• What the task requires: Print the lines below exactly as written, with none missing.

• Given entries:
══════════

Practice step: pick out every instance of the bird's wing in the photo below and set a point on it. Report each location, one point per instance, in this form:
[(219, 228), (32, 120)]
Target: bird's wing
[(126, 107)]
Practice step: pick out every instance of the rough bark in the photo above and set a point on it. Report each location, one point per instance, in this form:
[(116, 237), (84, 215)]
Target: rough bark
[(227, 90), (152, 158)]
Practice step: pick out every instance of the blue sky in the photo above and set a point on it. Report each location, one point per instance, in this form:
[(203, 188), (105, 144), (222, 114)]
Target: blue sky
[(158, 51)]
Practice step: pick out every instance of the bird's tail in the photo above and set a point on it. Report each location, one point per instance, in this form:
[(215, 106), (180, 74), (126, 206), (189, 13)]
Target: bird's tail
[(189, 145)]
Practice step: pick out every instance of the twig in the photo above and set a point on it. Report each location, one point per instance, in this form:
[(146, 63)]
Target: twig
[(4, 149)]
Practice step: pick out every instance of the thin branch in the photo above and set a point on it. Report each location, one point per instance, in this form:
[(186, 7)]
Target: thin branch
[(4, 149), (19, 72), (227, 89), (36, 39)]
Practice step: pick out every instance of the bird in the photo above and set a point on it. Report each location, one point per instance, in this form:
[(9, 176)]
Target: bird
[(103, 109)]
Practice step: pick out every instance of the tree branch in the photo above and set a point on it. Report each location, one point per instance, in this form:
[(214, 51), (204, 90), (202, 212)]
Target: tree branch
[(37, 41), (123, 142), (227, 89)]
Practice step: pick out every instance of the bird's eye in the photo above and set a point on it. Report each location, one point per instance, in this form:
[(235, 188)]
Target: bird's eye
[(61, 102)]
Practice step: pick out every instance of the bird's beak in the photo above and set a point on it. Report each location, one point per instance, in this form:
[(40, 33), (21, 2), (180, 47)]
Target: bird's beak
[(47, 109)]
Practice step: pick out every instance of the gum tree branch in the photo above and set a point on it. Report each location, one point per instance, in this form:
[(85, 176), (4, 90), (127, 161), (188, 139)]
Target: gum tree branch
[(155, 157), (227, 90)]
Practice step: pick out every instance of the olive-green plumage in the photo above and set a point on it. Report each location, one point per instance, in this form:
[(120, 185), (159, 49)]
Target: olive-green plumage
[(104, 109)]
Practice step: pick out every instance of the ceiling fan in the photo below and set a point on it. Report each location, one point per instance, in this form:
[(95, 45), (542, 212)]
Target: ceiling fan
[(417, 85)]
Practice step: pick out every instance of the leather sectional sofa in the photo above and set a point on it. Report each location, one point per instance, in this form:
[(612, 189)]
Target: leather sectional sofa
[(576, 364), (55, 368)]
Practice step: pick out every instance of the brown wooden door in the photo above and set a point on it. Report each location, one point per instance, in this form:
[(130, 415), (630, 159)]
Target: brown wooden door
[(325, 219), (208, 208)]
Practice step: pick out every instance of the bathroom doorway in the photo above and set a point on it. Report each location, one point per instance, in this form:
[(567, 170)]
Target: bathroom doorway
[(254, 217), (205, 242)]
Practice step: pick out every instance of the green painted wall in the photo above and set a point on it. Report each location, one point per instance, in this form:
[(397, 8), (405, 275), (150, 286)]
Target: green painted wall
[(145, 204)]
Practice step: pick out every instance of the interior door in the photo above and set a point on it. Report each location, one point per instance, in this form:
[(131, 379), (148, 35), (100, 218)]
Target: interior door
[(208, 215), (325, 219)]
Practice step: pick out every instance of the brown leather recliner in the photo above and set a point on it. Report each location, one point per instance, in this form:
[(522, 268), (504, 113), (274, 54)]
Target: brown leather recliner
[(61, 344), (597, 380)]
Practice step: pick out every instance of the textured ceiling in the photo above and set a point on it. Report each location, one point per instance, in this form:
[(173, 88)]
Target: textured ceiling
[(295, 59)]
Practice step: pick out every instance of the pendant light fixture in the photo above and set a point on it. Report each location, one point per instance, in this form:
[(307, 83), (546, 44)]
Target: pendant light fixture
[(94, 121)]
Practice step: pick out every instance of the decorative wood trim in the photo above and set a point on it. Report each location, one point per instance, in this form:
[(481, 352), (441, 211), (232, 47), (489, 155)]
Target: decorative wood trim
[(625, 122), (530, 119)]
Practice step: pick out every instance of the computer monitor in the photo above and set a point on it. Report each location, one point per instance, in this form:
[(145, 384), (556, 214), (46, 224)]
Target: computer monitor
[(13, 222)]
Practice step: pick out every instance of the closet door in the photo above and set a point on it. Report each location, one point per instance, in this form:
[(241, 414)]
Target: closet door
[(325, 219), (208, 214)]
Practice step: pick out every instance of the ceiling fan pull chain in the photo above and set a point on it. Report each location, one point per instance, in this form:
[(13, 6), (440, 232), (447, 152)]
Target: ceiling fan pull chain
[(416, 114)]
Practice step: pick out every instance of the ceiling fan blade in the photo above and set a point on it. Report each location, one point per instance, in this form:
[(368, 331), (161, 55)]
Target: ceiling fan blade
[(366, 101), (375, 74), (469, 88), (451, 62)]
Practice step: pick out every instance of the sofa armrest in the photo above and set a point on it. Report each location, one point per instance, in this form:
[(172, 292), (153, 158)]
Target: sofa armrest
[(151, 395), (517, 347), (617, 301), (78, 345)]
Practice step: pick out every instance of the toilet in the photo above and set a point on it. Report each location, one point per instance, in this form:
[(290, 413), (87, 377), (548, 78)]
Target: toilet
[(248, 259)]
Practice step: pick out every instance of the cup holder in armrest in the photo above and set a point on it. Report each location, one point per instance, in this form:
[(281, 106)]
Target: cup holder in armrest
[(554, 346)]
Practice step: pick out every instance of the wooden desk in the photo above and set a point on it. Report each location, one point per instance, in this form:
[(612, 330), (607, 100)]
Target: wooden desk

══════════

• Written solution:
Practice step: pick out every instance of the bird's wing in the photo below and set a point on it. Report each location, one point per instance, in this form:
[(219, 228), (32, 120)]
Target: bird's wing
[(126, 107)]
Practice step: pick out every instance of the rough bark in the photo above and set a point on it. Report each location, one point per instance, in this form:
[(116, 237), (84, 215)]
Target: rough bark
[(227, 90), (152, 158)]
Practice step: pick out every instance of the blue sky in the photo above and set a point on it. Report each location, one point per instance, in this form:
[(203, 188), (105, 144), (222, 114)]
Target: blue sky
[(158, 51)]
Practice step: pick out every instance of the bird's tail in the photo above and set a point on it. Report each location, one point per instance, in this form:
[(215, 106), (180, 74), (126, 206), (189, 13)]
Target: bird's tail
[(189, 145)]
Practice step: pick out every instance of the twig in the photo above and set a point on it. Report each location, one point per instance, in this form:
[(146, 63)]
Target: twig
[(4, 149)]
Practice step: pick out every instance of the thin branch in the photo above and set a point on it. Report each location, one point per instance, in this form:
[(186, 7)]
Target: thin branch
[(4, 149), (19, 72), (227, 89), (36, 39)]
Practice step: pick out every instance of the bird in the photo above and set a point on it. Report each location, one point per instance, in this form:
[(9, 176)]
Target: bird
[(103, 109)]
Practice step: pick out every instance of the tree branch in the photo above and set a point on it. Report each location, one point per instance, in this form:
[(214, 51), (204, 90), (202, 212)]
Target: tree branch
[(37, 41), (123, 142), (227, 89)]
Practice step: pick out every instance of the bird's eye in the photo above and set a point on it. Report each location, one point per instance, in this form:
[(235, 188)]
Target: bird's eye
[(61, 102)]
Practice step: pick out every instance of the bird's beak in the photo above and set a point on it. Report each location, one point per instance, in this form:
[(40, 33), (21, 2), (180, 47)]
Target: bird's beak
[(47, 109)]
Practice step: pick out every instance of the gum tree branch in the photo above and set a point on it. Report each location, one point per instance, in this form:
[(85, 176), (4, 90), (127, 161), (188, 139)]
Target: gum tree branch
[(155, 157), (227, 90)]
Practice step: pick out every instance of the olive-green plumage in the photo above and set a point on it. Report each location, one point per instance, in this form:
[(120, 185), (159, 49)]
Target: olive-green plumage
[(104, 109)]
Practice step: pick out every instance of the ceiling fan in the photo below and set a point on it. Report each location, one point per instance, in this form:
[(95, 45), (542, 212)]
Target: ceiling fan
[(417, 85)]
Practice step: pick out every instance of the leather sectional sofa in the photo above and set a point on it. Report each location, one point per instance, in this form:
[(612, 189)]
Target: leather sectional sofa
[(576, 364), (55, 368)]
Practice step: pick out every instance of the brown wooden door in the photo above and set a point on it. Report each location, one point per instance, in this form:
[(130, 415), (630, 159)]
Target: brown wooden door
[(325, 219), (208, 208)]
Practice step: pick out every instance of the bathroom doorway in the photo above and set a point on it. Report each location, one point per instance, in this form:
[(567, 170)]
Target: bathroom doorway
[(254, 217), (205, 242)]
Practice step: pick out every instance of the green painted wall in the photo above and set a point on it. Report each location, one point per instance, in this form:
[(397, 8), (405, 275), (150, 286)]
Target: green painted wall
[(145, 204)]
Practice step: pick out every instance of the interior door in the photo above and set a point on it. Report each location, one point per instance, in this form:
[(131, 379), (148, 35), (100, 218)]
Target: interior door
[(208, 215), (325, 219)]
Practice step: pick out every instance of the brown leather recliner in the photo above and set a point on it. Report each location, one point per instance, in this form:
[(522, 268), (504, 113), (274, 54)]
Target: brown leather recliner
[(61, 344), (597, 380)]
Practice step: pick out every instance of the textured ceiling in the photo above and set a point on it. Report each location, one point per instance, in this form:
[(173, 88)]
Target: textured ceiling
[(295, 59)]
Practice step: pick out every instance of the pendant light fixture in the photo above and set a point on it. Report each location, one point per instance, in this form:
[(307, 83), (546, 44)]
Target: pendant light fixture
[(94, 121)]
Practice step: pick out every instance of the decorative wood trim in the photo above and set a point on it. Report each location, one point per instance, in this form:
[(481, 352), (441, 211), (232, 47), (489, 155)]
Target: decorative wood trim
[(625, 122), (530, 119)]
Practice step: pick out every instance of the computer monitor in the photo above and set a point on it. Report each location, one point per instance, in this form:
[(145, 384), (556, 214), (46, 224)]
Target: computer monitor
[(13, 222)]
Practice step: pick out every instance of the closet door in the photo above and set a point on it. Report each location, one point per instance, in this form:
[(241, 414)]
Target: closet door
[(325, 219), (208, 214)]
Practice step: pick out every instance of the ceiling fan pull chain in the photo above and set a point on it. Report each location, one point per instance, in this form:
[(13, 6), (440, 232), (447, 152)]
Target: ceiling fan pull chain
[(416, 114)]
Practice step: pick out every instance of the ceiling fan blade in the photo above and set a point on it. Report each location, one point per instance, in this form:
[(368, 331), (161, 55)]
Target: ceiling fan blade
[(366, 101), (375, 74), (469, 88), (451, 62)]
Practice step: pick out every instance of the sofa armrest in the photo above and set a point on it. Report each location, one point per instance, in this form:
[(172, 292), (153, 158)]
Target: sofa armrest
[(151, 395), (517, 347), (617, 301), (78, 345)]
Practice step: pick out every instance of the toilet in the photo above and set a point on it. Report each location, one point per instance, in this form:
[(290, 413), (87, 377), (548, 78)]
Target: toilet
[(248, 259)]
Practice step: pick out every instance of the cup holder in armrest in the photo above and set a point on it. Report each location, one point per instance, in this form:
[(281, 106)]
Target: cup holder in armrest
[(554, 346)]
Practice step: pick out every instance of the wooden desk in the photo above and set a point on it. Report each location, one point per instance, in this form:
[(612, 330), (607, 100)]
Target: wooden desk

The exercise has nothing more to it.